* **Your assignment**
Please reproduce each of the following entries exactly.

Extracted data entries

========

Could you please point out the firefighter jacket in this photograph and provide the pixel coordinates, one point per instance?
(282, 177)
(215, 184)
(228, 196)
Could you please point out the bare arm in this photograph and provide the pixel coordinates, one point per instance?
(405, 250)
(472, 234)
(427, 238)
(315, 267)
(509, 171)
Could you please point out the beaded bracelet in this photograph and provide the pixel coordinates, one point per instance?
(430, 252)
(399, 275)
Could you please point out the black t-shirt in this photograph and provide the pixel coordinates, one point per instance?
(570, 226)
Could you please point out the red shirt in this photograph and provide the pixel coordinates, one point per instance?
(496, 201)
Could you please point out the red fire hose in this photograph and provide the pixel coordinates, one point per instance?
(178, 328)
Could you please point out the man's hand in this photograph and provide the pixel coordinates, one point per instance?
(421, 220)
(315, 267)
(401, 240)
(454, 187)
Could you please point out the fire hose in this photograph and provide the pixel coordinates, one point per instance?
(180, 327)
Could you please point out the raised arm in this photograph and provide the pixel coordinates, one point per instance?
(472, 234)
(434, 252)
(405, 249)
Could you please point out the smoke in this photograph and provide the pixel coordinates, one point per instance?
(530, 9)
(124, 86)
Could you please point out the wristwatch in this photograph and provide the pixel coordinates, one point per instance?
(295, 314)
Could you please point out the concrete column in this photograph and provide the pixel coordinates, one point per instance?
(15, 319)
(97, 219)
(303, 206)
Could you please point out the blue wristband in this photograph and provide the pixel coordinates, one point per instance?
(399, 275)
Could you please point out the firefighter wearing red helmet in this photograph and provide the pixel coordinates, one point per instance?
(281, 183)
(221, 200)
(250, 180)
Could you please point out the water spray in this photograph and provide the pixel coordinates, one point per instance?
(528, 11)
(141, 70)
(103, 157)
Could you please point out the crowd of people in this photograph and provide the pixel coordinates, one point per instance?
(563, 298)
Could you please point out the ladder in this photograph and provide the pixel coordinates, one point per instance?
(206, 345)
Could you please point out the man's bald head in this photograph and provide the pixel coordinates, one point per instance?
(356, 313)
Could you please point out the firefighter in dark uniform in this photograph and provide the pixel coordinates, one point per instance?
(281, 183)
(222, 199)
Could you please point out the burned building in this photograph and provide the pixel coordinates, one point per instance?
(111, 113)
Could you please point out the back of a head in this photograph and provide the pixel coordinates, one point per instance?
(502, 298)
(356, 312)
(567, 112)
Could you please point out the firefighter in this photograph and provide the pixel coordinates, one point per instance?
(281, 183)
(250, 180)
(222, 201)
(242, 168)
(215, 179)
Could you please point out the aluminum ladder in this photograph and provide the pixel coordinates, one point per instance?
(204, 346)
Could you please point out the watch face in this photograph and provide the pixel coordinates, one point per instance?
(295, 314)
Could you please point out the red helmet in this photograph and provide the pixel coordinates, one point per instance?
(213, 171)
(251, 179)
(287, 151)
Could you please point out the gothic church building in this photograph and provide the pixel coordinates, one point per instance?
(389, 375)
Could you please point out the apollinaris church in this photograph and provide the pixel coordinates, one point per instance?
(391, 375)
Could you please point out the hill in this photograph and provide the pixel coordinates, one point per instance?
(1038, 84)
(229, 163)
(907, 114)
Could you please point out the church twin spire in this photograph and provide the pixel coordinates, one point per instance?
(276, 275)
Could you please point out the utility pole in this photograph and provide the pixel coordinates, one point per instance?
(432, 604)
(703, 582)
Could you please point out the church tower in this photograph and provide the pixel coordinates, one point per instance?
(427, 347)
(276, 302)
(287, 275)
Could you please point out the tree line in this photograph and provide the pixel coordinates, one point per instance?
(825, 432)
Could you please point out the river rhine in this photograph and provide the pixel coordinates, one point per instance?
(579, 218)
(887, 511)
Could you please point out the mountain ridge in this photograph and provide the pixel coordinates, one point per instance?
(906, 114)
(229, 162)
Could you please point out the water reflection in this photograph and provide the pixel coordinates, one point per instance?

========

* **Your solution**
Could you please point out the firefighter jacket in this photograph and provide the pixel coordinates, one point per instance?
(282, 177)
(215, 184)
(228, 196)
Could you please point out the bare arm in this photograph and provide the pixel coordinates, one point per instance?
(405, 250)
(472, 234)
(427, 238)
(315, 267)
(509, 171)
Could you please point out the beaded bracelet in this photograph and provide the pixel coordinates, one point per instance?
(430, 252)
(399, 275)
Could you please point out the black t-shirt in this photograph and provide the pixel coordinates, one point per instance?
(570, 226)
Could you please point out the red shirt in this photograph and provide the pixel coordinates, one point per instance?
(496, 201)
Could you please point out the red fire hose in this photograph and provide the pixel coordinates, one point per instance?
(178, 328)
Could you please point out the man's hand in this photograph and provide the pixel coordinates, one point per instance?
(421, 220)
(315, 267)
(401, 240)
(454, 187)
Could you please point out the fire hose in this photograph and provide the pixel coordinates, one point per instance?
(180, 327)
Could you please point out the raised arm in this photograph and provide the pixel coordinates, one point per instance?
(472, 234)
(434, 252)
(405, 249)
Could you please point out the smoke in this photograph and provide the pixel coordinates, one point per instance?
(530, 9)
(124, 86)
Could you please point out the wristwatch in this photograph and provide the pixel coordinates, one point per instance?
(295, 314)
Could you please point out the concrete column in this photograph and provide the pixel coordinates, one point per instance?
(15, 319)
(97, 219)
(303, 206)
Could you please point out the blue wristband in this photograph and provide the pixel coordinates, one point per instance?
(399, 275)
Could you please point out the firefighter wearing red helmet in this photograph and provide the pixel coordinates, one point per instance?
(281, 183)
(221, 200)
(250, 180)
Could you please point out the water spray in this photograph and provide the pixel coordinates, one point per instance?
(528, 11)
(141, 70)
(103, 157)
Could you please point out the crowd of people in this photograph and provide the pixel coordinates, one point per instance?
(563, 298)
Could you please point out the ladder in this photograph and provide the pixel coordinates, one point per instance?
(206, 345)
Could you please point out the man's bald head in this photograph and provide the pixel coordinates, one point per instance?
(356, 313)
Could you please point out the firefighter in dark uniform in this photograph and provide the pixel coordinates, one point per instance?
(281, 183)
(222, 199)
Could you please point out the burned building in this photograph and provide the pixel coordinates, one point per instance?
(111, 113)
Could you please point out the back of a head in this photograph and provide the pixel coordinates, one point per instance?
(502, 298)
(356, 312)
(567, 112)
Could you please point out the firefighter in this photograph and provide the pixel coordinates, one point per instance?
(281, 183)
(250, 180)
(222, 201)
(242, 168)
(215, 179)
Could you please point out the aluminum ladder in this photograph and provide the pixel coordinates, one point per instance?
(204, 346)
Could you please point out the watch face in this photograph and provide the pixel coordinates, one point per instance?
(295, 314)
Could you please point out the red helmet in this photograph and provide the pixel coordinates, one point per instance?
(213, 171)
(251, 179)
(287, 151)
Could you please point out the gothic church building in this photograph and provide the pixel coordinates, one point per instance?
(389, 375)
Could you please point out the apollinaris church in this photograph and provide the pixel coordinates, one point per instance?
(391, 375)
Could you please point out the hill in this photograph and provide the pixel coordinates, one point per instance?
(1038, 84)
(229, 163)
(907, 114)
Could you please point out the church twin spire in this photograph and provide the pixel coordinates, one point per instance?
(276, 275)
Could you please point out the utility pole in this photograph and provide the pixel coordinates, one point per instance?
(432, 604)
(703, 582)
Could you please point out the church tower in this photograph and provide the pixel coordinates, one point per instance?
(427, 347)
(276, 302)
(287, 275)
Could you please point out the tree line in this photograph and provide the pixel coordinates, one point per instance?
(825, 432)
Could you please point out the river rhine in this photograph and provide the pixel coordinates, one point per instance?
(579, 218)
(887, 511)
Could you please point out the mountain ridge in this photograph and provide the pixel coordinates, one point per instance?
(906, 114)
(229, 162)
Could you please point out the water reflection in this photograph and provide the pixel coordinates, one point per instance?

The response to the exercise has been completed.